Aufgabenstellung: Nenne bitte alle Adjektive, mit denen der Text zur Integration unten beschreibt, wie die Serie dem Thema nachgeht.

Vorliegender Text:
================================

Serie zur Integration in Deutschland Wir brauchen eine neue deutsche Einheit

Düsseldorf · Die Bundesrepublik hat Diskussionsbedarf in Sachen Integration. In einer zehnteiligen Serie, die sich an zehn Thesen orientiert, gehen wir dem Thema nach – sachlich, fundiert, umfassend.

Neulich fuhr mich Steven im Taxi nach Hause. Er ist Roma. Er gehört zu jener heimatlosen Volksgruppe, die wie kaum eine andere Ausgrenzung und Ablehnung auf ihren Wanderungen durch Europa erfahren hat. Auch in meinem Kopf löste der Begriff Assoziationen aus: Zigeuner! Problemgruppe! Ich konfrontierte Steven mit meinen Vorurteilen.

Er blieb ruhig. Und erzählte. Von seinem Vater, der vor über 30 Jahren nach Deutschland kam und unter Tage schuftete. Von den Steuern, die seine Familie zahlt, seinem deutschen Pass und seiner Liebe zum Fußball. Und von dem Stigma, das ihn begleitet. „Wir gelten als Schnorrer, dabei ist es in meiner Familie verpönt, Geld vom Staat zu nehmen. Ich arbeite, seitdem ich denken kann“, sagte Steven. Und mit der Polizei habe er noch nie etwas zu tun gehabt. Ich schämte mich. Und fühlte mich ertappt.

================================

Einträge:
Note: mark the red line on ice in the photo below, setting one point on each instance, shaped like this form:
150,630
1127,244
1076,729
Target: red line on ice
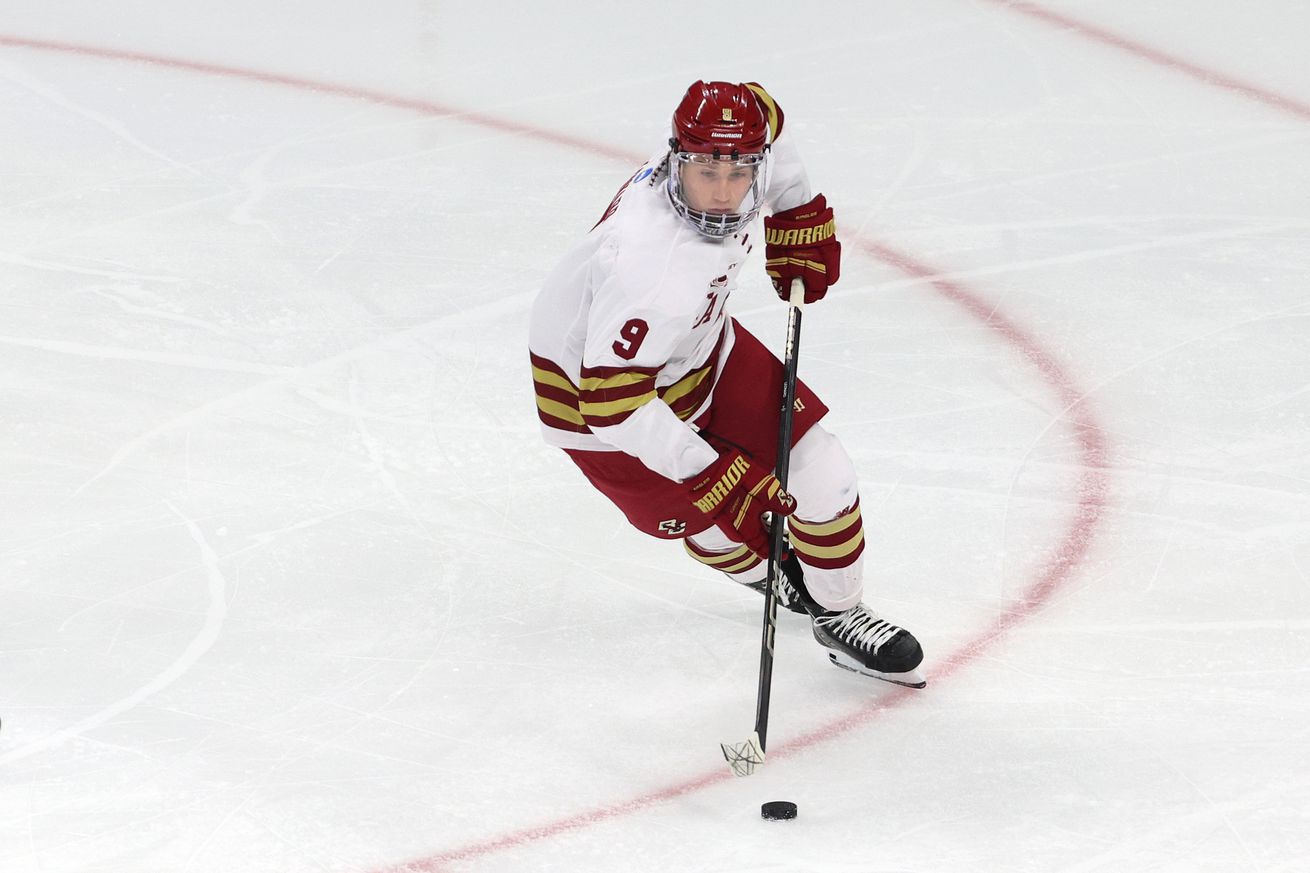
1144,51
1072,548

================================

Schriftliche Antwort: sachlich, fundiert, umfassend